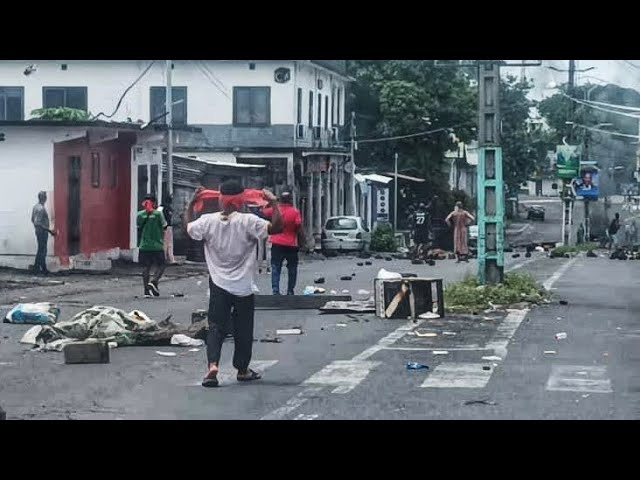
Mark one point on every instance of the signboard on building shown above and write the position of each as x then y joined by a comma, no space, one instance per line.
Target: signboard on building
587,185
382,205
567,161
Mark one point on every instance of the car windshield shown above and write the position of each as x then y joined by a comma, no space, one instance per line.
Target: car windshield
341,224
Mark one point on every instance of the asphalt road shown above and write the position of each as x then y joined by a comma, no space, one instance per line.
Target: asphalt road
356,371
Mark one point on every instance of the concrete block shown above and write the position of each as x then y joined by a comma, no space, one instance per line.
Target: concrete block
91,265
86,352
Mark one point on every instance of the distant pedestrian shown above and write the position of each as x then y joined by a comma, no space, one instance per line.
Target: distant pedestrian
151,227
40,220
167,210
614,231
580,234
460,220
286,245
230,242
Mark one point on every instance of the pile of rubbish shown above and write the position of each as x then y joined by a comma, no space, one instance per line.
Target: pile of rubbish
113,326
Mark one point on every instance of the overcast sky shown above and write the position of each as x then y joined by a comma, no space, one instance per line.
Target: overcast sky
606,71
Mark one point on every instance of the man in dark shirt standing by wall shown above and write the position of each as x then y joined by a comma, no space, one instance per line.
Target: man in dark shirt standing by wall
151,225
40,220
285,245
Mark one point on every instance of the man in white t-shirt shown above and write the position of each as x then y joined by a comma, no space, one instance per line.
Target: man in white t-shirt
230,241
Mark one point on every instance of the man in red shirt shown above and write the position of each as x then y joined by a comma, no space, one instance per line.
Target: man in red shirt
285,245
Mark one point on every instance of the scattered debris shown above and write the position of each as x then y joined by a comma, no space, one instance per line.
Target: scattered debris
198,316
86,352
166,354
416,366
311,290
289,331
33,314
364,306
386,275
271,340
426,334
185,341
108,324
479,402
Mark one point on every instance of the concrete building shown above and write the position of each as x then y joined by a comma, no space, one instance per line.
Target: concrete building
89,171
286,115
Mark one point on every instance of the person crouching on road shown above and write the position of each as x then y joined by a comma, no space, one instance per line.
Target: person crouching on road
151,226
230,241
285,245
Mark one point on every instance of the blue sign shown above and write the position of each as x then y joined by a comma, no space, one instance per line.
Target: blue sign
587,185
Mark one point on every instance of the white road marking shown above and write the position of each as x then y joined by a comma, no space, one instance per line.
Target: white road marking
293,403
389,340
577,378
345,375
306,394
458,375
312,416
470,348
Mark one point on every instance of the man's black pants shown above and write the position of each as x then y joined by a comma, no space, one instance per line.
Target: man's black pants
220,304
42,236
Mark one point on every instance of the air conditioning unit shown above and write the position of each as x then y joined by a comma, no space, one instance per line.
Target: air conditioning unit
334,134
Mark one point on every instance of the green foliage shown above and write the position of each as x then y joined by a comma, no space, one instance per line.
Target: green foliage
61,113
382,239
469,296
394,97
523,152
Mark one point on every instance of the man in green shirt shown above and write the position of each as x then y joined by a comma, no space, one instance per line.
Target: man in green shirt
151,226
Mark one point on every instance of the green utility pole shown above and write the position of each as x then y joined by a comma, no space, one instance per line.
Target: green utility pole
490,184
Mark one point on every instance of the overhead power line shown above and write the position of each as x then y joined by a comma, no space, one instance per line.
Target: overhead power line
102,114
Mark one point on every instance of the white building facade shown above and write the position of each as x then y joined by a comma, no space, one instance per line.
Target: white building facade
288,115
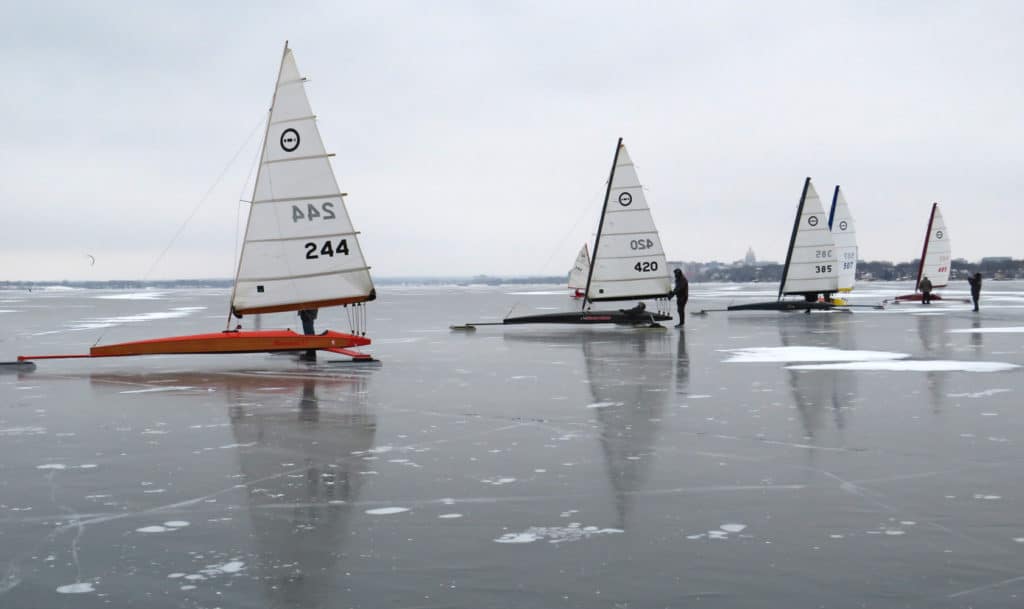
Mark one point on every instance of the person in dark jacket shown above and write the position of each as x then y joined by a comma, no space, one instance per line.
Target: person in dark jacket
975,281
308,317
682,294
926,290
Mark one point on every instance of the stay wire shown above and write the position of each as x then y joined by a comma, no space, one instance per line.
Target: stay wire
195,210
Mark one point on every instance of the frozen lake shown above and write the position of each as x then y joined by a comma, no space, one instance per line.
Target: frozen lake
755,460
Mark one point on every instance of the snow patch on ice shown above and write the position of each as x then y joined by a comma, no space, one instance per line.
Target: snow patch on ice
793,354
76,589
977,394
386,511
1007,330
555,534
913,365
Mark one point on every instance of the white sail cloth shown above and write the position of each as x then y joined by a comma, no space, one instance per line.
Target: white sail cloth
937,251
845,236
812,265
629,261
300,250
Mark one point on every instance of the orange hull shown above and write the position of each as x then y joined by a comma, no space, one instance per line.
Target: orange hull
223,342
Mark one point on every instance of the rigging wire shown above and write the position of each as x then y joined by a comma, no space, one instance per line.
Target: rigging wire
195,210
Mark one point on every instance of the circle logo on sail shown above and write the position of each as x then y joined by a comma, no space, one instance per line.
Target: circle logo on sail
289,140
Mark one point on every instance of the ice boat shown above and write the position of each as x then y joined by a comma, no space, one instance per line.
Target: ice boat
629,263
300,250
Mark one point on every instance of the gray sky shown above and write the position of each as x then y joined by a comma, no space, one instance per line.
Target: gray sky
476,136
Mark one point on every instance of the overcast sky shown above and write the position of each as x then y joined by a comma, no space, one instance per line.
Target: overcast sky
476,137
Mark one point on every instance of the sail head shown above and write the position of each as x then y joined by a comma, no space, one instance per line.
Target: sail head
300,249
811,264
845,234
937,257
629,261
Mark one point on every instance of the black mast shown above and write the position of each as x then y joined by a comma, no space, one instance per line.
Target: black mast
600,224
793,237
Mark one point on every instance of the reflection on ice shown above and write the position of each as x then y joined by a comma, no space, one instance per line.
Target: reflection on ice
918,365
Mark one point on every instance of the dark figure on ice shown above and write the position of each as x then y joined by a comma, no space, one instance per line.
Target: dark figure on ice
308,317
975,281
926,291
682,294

...

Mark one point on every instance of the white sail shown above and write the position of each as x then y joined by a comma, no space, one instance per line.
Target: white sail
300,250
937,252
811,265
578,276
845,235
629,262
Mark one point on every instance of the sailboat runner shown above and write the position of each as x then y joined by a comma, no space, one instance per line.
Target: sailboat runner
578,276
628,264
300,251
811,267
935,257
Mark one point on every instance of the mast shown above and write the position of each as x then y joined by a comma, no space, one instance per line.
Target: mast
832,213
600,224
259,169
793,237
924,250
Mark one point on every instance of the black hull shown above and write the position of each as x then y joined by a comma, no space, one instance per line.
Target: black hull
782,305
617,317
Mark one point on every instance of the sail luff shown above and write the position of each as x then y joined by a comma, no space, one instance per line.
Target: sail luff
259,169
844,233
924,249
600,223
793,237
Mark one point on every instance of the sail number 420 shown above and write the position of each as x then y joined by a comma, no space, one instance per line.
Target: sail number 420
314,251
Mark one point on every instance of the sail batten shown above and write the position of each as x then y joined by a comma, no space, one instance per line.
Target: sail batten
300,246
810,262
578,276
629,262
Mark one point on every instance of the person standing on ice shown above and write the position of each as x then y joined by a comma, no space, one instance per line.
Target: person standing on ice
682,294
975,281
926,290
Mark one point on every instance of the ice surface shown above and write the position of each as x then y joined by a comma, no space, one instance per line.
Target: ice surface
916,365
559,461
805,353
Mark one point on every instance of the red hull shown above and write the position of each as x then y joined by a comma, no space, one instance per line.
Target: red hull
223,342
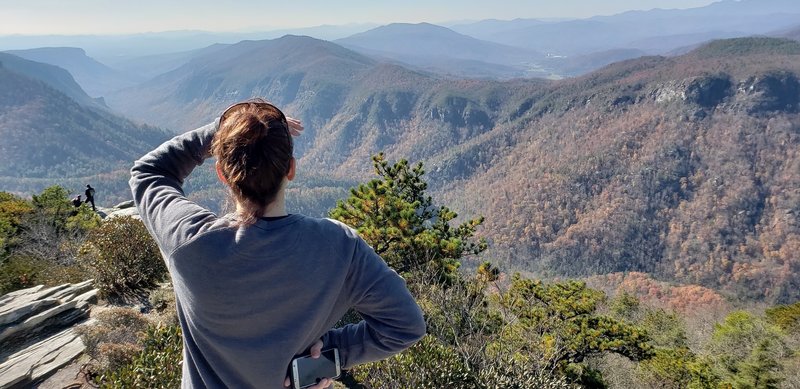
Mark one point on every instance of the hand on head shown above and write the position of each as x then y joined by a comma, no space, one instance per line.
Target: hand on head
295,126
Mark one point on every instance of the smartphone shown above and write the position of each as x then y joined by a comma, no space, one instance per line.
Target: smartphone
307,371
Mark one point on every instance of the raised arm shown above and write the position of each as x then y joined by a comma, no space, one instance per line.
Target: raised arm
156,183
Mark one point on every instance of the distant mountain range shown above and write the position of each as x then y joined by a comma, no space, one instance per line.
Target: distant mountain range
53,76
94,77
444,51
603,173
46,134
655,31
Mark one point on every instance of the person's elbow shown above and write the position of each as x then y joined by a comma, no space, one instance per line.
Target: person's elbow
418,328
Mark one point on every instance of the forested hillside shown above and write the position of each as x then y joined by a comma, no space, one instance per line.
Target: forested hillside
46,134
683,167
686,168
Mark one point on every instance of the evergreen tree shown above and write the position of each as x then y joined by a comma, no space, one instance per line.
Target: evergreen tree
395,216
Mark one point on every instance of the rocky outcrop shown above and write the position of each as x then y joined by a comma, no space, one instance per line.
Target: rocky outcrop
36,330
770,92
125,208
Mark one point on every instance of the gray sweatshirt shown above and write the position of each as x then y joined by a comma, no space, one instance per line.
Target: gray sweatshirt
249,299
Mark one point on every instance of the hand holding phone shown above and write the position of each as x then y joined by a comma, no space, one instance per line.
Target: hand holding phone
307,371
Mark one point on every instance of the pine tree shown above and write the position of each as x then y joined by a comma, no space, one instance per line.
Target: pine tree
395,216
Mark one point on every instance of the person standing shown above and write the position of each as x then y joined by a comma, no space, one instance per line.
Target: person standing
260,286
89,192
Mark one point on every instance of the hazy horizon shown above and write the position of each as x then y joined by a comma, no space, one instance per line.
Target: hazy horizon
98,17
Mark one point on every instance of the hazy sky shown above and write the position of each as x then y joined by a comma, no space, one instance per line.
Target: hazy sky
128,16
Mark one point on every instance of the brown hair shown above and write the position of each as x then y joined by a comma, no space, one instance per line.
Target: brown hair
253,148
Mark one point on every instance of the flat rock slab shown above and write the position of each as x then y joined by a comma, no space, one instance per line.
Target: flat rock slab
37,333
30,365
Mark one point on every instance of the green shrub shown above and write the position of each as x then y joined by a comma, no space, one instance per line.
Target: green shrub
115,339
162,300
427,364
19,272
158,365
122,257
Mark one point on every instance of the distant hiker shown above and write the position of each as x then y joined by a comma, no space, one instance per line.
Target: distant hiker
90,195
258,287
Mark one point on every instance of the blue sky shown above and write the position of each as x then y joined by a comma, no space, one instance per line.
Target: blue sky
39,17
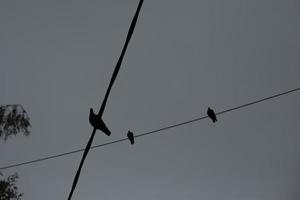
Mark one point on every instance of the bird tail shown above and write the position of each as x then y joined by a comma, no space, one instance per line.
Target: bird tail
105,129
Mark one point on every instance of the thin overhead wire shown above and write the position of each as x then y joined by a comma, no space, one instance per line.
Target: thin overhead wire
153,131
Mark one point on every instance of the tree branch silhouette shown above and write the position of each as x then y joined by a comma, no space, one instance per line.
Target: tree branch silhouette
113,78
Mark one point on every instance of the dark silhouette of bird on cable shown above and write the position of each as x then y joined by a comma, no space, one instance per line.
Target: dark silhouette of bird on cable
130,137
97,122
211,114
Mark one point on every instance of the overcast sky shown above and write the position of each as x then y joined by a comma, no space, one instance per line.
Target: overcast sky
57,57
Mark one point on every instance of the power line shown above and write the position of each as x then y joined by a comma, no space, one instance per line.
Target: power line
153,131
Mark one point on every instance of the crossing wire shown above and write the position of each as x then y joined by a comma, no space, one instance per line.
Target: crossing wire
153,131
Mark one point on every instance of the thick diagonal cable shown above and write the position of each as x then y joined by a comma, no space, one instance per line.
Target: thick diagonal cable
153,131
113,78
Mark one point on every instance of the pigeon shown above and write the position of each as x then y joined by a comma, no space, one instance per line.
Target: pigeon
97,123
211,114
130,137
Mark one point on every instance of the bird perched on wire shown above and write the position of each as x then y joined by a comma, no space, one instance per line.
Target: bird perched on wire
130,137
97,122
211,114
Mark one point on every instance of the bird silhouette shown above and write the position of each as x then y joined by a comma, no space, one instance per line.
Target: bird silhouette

---

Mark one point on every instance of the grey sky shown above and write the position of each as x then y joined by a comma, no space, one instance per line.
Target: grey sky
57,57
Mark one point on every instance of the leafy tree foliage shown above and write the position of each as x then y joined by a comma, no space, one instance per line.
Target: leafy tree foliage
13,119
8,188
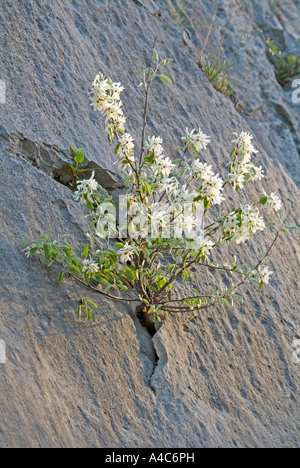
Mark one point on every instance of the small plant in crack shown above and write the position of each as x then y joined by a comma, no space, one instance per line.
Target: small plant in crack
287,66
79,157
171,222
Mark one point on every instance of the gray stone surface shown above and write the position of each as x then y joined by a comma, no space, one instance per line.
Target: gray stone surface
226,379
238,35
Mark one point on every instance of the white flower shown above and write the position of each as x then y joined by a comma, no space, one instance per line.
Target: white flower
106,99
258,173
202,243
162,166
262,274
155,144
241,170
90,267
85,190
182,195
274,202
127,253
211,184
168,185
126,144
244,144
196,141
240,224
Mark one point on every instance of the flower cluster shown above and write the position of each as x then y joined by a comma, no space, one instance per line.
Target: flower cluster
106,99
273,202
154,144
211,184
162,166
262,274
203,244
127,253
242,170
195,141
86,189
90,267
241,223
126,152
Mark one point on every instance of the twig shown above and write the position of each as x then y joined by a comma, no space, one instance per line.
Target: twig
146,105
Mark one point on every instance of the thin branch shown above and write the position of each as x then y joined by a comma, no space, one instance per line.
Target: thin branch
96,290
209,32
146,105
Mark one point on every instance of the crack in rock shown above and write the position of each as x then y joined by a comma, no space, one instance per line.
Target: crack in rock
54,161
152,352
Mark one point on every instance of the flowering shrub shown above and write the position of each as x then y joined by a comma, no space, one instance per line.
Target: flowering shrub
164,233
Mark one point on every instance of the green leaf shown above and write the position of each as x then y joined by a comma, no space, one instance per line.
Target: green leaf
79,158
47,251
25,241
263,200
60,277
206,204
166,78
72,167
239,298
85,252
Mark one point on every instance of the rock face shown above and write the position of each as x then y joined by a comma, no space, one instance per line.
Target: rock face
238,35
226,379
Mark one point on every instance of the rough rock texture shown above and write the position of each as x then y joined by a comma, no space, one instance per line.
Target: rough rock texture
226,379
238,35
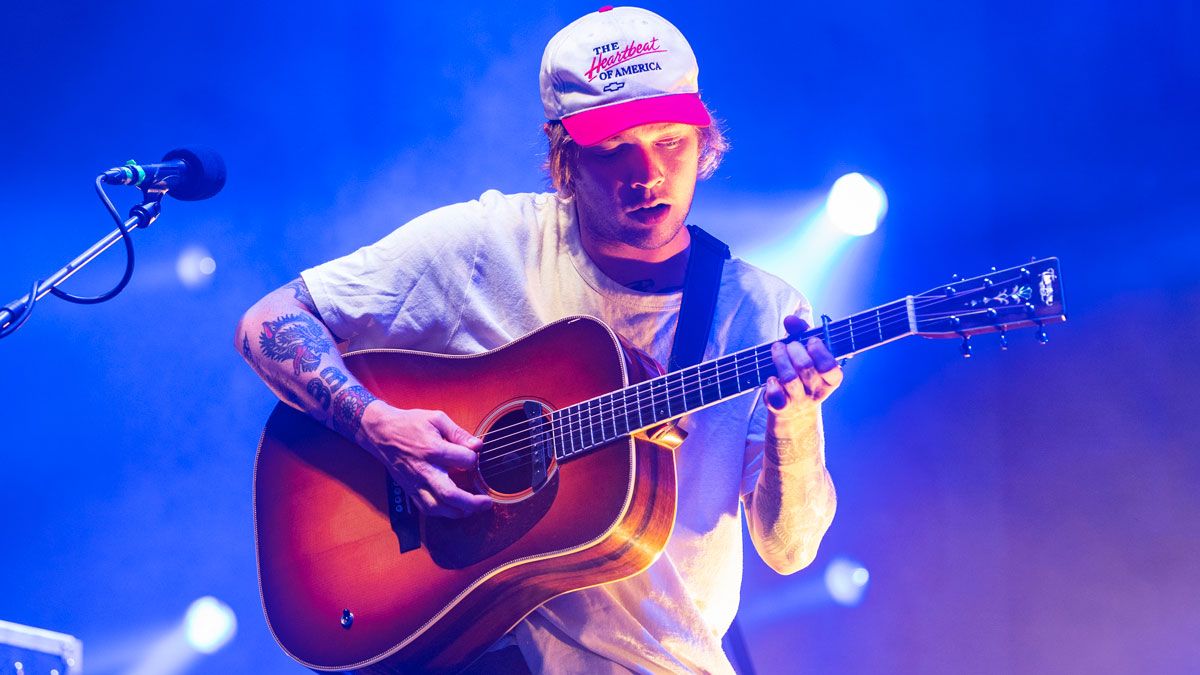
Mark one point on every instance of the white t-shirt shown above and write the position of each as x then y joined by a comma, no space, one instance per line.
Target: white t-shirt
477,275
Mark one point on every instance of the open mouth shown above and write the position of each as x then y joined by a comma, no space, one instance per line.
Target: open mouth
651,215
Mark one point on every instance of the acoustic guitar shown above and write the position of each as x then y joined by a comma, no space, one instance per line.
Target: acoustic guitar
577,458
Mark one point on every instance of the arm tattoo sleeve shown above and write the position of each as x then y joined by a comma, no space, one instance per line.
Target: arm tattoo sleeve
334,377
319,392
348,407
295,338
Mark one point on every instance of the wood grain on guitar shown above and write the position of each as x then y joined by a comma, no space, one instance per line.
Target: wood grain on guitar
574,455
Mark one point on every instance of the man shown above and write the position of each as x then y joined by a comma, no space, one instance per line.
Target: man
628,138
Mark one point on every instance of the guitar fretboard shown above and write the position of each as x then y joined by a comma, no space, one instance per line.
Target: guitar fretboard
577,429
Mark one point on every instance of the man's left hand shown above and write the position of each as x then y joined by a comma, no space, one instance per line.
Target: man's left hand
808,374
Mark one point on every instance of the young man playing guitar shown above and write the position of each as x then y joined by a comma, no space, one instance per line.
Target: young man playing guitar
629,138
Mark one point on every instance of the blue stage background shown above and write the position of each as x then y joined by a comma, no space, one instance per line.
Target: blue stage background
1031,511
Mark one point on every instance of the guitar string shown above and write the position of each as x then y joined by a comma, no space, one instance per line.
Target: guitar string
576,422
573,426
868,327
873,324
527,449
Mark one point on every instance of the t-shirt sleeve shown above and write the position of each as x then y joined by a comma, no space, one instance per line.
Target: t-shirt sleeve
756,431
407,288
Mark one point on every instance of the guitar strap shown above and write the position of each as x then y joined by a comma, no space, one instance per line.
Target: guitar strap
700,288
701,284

### Task to carry out
Format the data above as a JSON list of strings, taking everything from the line containing "Mark one point on every instance of the dark silhouette" down to the line containing "Target: bird silhouette", with both of those lines included. Make each line its own string and leave out any blank lines.

### Written response
[
  "Mark one point on every instance of the dark silhouette of bird on cable shown above and write the position of each as x then y joined by a comma, no space, one instance per line.",
  "Target: dark silhouette of bird on cable",
  "130,137",
  "97,122",
  "211,114",
  "Mark one point on every instance of the overcast sky shown above and write the position of each as x then y joined by a comma, no space, one instance per line.",
  "Target: overcast sky",
  "57,57",
  "Mark one point on every instance of the power line shown above and write the position of each as x then y joined by a comma, no space, one instance per line.",
  "Target: power line",
  "153,131",
  "Mark one point on every instance of the crossing wire shown above and write the position of each as x then y joined by a comma, no space, one instance per line.",
  "Target: crossing wire",
  "153,131",
  "Mark one point on every instance of the thick diagonal cable shown above and write the position of each as x then y joined by a comma, no space, one instance per line.",
  "Target: thick diagonal cable",
  "153,131",
  "113,78",
  "Mark one point on every instance of the pigeon shown above and write the position of each as x then y joined by a comma, no space, one instance per line.",
  "Target: pigeon",
  "97,123",
  "211,114",
  "130,137",
  "Mark one point on every instance of the bird perched on wire shown above and write the position of each as x then y joined by a comma, no space, one instance per line.",
  "Target: bird perched on wire",
  "130,137",
  "97,122",
  "211,114",
  "Mark one point on every instance of the bird silhouette shown above and write the position of each as x then y joined by a comma, no space, one instance per line.",
  "Target: bird silhouette"
]